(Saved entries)

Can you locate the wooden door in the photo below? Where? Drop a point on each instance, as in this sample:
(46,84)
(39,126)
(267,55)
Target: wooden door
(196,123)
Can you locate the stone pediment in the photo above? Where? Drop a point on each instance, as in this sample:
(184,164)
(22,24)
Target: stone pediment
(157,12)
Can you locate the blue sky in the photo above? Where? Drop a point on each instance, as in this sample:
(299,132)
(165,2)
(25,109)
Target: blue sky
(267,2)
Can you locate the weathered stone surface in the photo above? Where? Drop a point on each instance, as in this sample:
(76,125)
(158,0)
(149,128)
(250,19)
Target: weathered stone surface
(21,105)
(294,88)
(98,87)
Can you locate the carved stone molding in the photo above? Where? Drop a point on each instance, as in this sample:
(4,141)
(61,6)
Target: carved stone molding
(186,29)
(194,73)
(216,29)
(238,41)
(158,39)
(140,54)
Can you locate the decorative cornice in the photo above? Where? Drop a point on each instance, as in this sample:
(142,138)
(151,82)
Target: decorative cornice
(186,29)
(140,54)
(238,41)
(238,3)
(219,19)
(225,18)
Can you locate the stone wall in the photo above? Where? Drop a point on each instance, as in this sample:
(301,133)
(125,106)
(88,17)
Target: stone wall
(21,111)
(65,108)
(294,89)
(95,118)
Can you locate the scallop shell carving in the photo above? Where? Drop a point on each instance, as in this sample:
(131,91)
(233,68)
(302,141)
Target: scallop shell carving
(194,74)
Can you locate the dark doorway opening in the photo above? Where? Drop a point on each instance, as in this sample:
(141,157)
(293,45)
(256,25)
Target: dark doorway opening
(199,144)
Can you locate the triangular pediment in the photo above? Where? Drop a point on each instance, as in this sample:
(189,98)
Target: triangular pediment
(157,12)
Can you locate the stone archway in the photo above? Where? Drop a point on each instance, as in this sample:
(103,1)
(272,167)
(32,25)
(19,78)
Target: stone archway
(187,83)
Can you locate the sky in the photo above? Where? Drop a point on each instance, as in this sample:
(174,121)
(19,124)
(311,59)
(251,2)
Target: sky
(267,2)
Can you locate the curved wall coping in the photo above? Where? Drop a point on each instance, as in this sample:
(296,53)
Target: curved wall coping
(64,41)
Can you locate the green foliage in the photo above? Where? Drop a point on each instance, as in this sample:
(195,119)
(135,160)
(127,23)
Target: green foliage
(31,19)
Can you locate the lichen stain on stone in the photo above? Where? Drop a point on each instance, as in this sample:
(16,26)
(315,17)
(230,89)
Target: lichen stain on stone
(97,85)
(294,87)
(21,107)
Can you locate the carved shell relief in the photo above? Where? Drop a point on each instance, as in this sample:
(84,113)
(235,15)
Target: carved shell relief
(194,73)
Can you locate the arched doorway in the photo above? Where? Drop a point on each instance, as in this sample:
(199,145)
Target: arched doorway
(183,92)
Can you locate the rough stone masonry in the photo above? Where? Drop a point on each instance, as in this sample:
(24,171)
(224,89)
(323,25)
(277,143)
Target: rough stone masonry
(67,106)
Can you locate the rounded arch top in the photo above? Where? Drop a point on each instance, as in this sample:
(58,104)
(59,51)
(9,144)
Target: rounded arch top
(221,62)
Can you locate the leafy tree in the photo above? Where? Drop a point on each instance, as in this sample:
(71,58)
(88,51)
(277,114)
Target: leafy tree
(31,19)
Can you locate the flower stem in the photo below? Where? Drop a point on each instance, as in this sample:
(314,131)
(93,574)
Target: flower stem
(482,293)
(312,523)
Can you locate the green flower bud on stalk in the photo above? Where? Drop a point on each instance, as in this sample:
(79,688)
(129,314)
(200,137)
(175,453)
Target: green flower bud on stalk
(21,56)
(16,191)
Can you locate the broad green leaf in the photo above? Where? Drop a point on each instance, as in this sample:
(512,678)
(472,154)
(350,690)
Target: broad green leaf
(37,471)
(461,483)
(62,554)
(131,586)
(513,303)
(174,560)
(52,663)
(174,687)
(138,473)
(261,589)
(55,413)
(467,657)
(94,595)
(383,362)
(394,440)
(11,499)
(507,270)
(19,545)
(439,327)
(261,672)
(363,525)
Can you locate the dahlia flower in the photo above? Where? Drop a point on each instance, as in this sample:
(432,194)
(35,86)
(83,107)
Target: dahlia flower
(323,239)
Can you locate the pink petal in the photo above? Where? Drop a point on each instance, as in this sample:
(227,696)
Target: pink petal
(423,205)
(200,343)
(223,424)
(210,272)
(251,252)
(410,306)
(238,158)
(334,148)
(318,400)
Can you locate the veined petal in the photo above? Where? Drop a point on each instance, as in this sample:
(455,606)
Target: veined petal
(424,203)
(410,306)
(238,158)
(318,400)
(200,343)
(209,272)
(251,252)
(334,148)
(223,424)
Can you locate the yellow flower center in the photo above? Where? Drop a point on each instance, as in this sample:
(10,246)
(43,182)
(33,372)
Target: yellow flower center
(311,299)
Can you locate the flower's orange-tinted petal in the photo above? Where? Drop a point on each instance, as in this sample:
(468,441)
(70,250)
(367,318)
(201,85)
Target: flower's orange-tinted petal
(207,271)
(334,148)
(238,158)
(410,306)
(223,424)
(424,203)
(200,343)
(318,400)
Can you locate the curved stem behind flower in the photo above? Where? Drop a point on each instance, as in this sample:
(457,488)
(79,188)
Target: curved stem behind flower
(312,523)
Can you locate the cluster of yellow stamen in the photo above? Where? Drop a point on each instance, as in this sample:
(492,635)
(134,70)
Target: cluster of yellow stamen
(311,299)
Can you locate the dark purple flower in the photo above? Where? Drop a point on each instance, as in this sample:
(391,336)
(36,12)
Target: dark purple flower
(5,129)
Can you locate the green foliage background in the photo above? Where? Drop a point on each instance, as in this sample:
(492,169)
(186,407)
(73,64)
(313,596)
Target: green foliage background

# [WHAT YOU ARE ASKED TO DO]
Copy out all of the records shown above exactly.

# [TASK ANSWER]
Can you locate the wooden door in the photo below? Where? Drop a point on each instance, as in this sample:
(46,84)
(39,126)
(267,55)
Target: wooden door
(196,123)
Can you locate the stone pediment in the photo above? Where? Drop a point on each instance, as in this sample:
(184,164)
(22,24)
Target: stone pediment
(157,12)
Can you locate the blue sky in the photo above? Where? Drop a point on each instance, as in this sample:
(299,132)
(165,2)
(25,109)
Target: blue sky
(267,2)
Can you locate the weathered stone surface in the photo above? Where? Drop a point on each instance, as in this sample:
(76,125)
(158,0)
(149,128)
(250,19)
Target: weathered stone surface
(21,105)
(294,88)
(98,87)
Can you locate the carved stone molding in the photo above? Where? Drop a point on each instance, as in this sample:
(4,141)
(61,6)
Target: carved stone molding
(186,29)
(194,73)
(216,29)
(238,41)
(158,39)
(140,54)
Can you locate the decorative cornice in the photo above? Where? Drop a point on each instance, as in this sample:
(142,138)
(151,82)
Target: decorative cornice
(186,29)
(140,54)
(238,41)
(238,3)
(219,19)
(225,18)
Can you locate the stone wall in the photo above? Where? Drop a point on each instance, as in this sample:
(301,133)
(125,106)
(88,17)
Target: stone wall
(21,111)
(65,108)
(294,89)
(95,118)
Can you locate the scallop shell carving in the photo above? Where? Drop a point on each instance, as in this sample:
(131,91)
(233,68)
(302,141)
Target: scallop shell carving
(194,74)
Can you locate the dark doorway opening in the photo above? Where? Drop a point on each instance, as in this sample:
(141,157)
(293,45)
(256,25)
Target: dark doorway opening
(199,144)
Can you locate the triangular pediment in the photo above? Where? Drop a point on each instance, as in this sample:
(189,98)
Target: triangular pediment
(157,12)
Can you locate the stone archway in the photo above? Where? Drop a point on each instance, as in this sample:
(103,1)
(272,167)
(32,25)
(19,78)
Target: stone archway
(187,83)
Can you locate the sky in the photo above? Where? Drop a point on each instance, as in this sample:
(174,121)
(19,124)
(311,59)
(251,2)
Target: sky
(267,2)
Can you locate the curved wall coping in the photo above? Where? Drop a point on each instance, as in this sample:
(296,53)
Target: curved wall coping
(64,41)
Can you locate the green foliage in the photo above? Where? Drop a point on each instance, as in this sample:
(195,119)
(135,160)
(127,23)
Target: green foliage
(31,19)
Can you locate the lichen stain on stone in the photo above? Where? Drop a point on each instance, as in this sample:
(16,26)
(315,17)
(230,89)
Target: lichen stain on stone
(97,85)
(294,87)
(21,107)
Can you locate the carved shell relief in the photo above? Where? Drop a point on each instance, as in this sample:
(84,113)
(235,15)
Target: carved shell relief
(194,73)
Can you locate the arched doorway in the photo above? Where? Drop a point on each instance, as in this sample:
(199,145)
Target: arched doorway
(183,92)
Can you locate the rough stone masonry in the photo above? Where? Drop a point on each instance, as in this sample:
(24,171)
(224,89)
(323,25)
(277,143)
Target: rough stone masonry
(67,106)
Can you locate the rounded arch top in the photo above? Where? Drop a point on each instance, as in this sample:
(58,104)
(59,51)
(9,144)
Target: rounded arch top
(221,62)
Can you locate the leafy tree in the photo above? Where? Drop a point on each instance, as in this sample:
(71,58)
(88,51)
(277,114)
Target: leafy tree
(31,19)
Can you locate the flower stem in the photo below? Where? Drop a point on each instance, as in this sample:
(314,131)
(93,574)
Target: flower stem
(482,293)
(312,523)
Can you locate the green flower bud on stalk in the photo above? Where? Drop a point on each instance, as in this sample:
(79,688)
(129,314)
(200,137)
(175,453)
Target: green flower bud on stalk
(21,56)
(16,191)
Can you locate the broad green leaf in the photo above? Where? Drop a point on each instance, as in this sample:
(512,678)
(472,154)
(350,690)
Target: broad green leaf
(37,471)
(461,483)
(62,554)
(131,586)
(513,303)
(174,560)
(52,663)
(174,687)
(138,473)
(261,589)
(55,413)
(467,657)
(94,595)
(383,362)
(394,440)
(11,499)
(507,270)
(19,545)
(439,327)
(261,672)
(363,525)
Can you locate the dahlia flower in the photo above? Where? Drop a point on each instance, as in this sample:
(432,194)
(35,86)
(83,107)
Target: dahlia flower
(323,239)
Can you locate the pink petal in the photo above? Where? Drop a point on each instance, as in this sample:
(227,696)
Target: pink petal
(423,205)
(200,343)
(223,424)
(210,272)
(251,252)
(410,306)
(238,158)
(334,148)
(318,400)
Can you locate the veined petal in the photo above? Where? Drop a point on each instance, as in this sample:
(455,606)
Target: veined petal
(424,203)
(410,306)
(238,158)
(318,400)
(200,343)
(209,272)
(251,252)
(334,148)
(223,424)
Can you locate the yellow flower center in the photo above? Where? Drop a point on each instance, as in this sample:
(10,246)
(43,182)
(33,372)
Target: yellow flower center
(311,299)
Can you locate the flower's orange-tinted petal in the photo above? Where? Drop a point on each instance, as in this sample:
(468,441)
(70,250)
(367,318)
(201,85)
Target: flower's orange-tinted petal
(207,271)
(334,148)
(238,158)
(410,306)
(223,424)
(424,203)
(200,343)
(318,400)
Can you locate the curved stem behind flower in the photo above? Where? Drop a point on each instance, as in this sample:
(457,488)
(79,188)
Target: curved stem behind flower
(312,523)
Can you locate the cluster of yellow stamen in the photo above? Where? Drop a point on each instance, as in this sample:
(492,635)
(134,70)
Target: cluster of yellow stamen
(311,299)
Can you locate the dark purple flower in the photo above? Where? Drop a point on each instance, as in this sample:
(391,336)
(36,12)
Target: dark purple flower
(5,129)
Can you locate the green foliage background in the photo above? Where? Drop a point on each instance, as in this sample:
(492,169)
(186,407)
(73,64)
(313,596)
Target: green foliage background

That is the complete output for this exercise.